Now that Christmas Day is here the season of Advent has ended, and the Christmas Season has begun.
This Blog will probably lie idle now until Advent 2009, but you can still contribute a comment if you wish.
My Main Blog will continue to follow my thoughts and activities as I continue towards the end of my training. Feel free to join me for the journey.
There's a new entry there today - for Christmas Day itself, the start of the Christmas Season.
Thank you for dropping in to my Advent Blog. I wish you a Happy Christmas, and a Fruitful 2009 when it arrives.
Bye for now.
Thursday, 25 December 2008
Sunday, 21 December 2008
Advent - The Baby
The story of Jesus’ birth is a very short story. Only Matthew and Luke’s Gospels record details. John declares that Jesus was the Word of God and he “became flesh”. Mark doesn’t refer to the childhood or origin of Jesus at all.
Luke’s Gospel gives us the most detail about the actual circumstances of Jesus’ birth, with Matthew adding in some other details not included by Luke. Matthew tells us of Joseph’s angelic dream, the visit of the Magi, or Three Wise Men, and the flight to, and return from, Egypt. The rest of the Christmas story comes from Luke.
Although both writers tell us about miraculous events surrounding the birth of Jesus, it seems clear that the birth of Jesus was a normal, natural, human birth.
Given that this was the arrival on Earth of the God who created the Universe - it was surprisingly normal. Why did God bother with making Mary pregnant, waiting for nine months, the hazards of childbirth itself, and then another 30 years of growing up, before Jesus’ ministry began?
Why didn’t God just become a fully adult person ready to begin his ministry? It would saved a lot of risk and waiting about.

> STATED EXERCISE 1
Do these statements agree with the Advent blog post? (a) Mark's Gospel describes the childhood of Jesus. (b) Matthew's Gospel tells of the visit of the Magi. (c) The writer expects the blog to sit idle until Advent 2009.
The Advent blog post and the records after it are unrelated material.

> SUPPLIED INFORMATION
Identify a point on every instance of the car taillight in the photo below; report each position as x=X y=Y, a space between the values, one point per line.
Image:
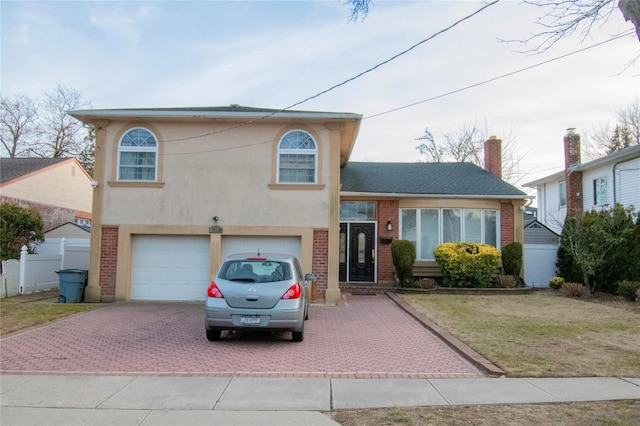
x=214 y=291
x=293 y=292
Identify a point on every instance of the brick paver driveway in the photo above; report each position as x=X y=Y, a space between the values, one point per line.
x=368 y=337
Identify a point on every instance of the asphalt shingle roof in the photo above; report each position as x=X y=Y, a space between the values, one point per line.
x=456 y=179
x=13 y=168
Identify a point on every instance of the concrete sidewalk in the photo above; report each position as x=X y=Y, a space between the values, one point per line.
x=152 y=400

> STATED EXERCISE 2
Within the records, retype everything from the line containing "Identify a point on every instance of the asphalt" down to the end of the records.

> TASK ANSWER 1
(a) No: "Mark doesn’t refer to the childhood or origin of Jesus at all."
(b) Yes: "Matthew tells us of Joseph’s angelic dream, the visit of the Magi, or Three Wise Men"
(c) Yes: "This Blog will probably lie idle now until Advent 2009"

> TASK ANSWER 2
Identify a point on every instance of the asphalt shingle roof in the photo above; report each position as x=X y=Y, a space between the values, one point per line.
x=456 y=179
x=13 y=168
Identify a point on every instance of the concrete sidewalk in the photo above; report each position as x=X y=Y, a space between the values, one point per line.
x=152 y=400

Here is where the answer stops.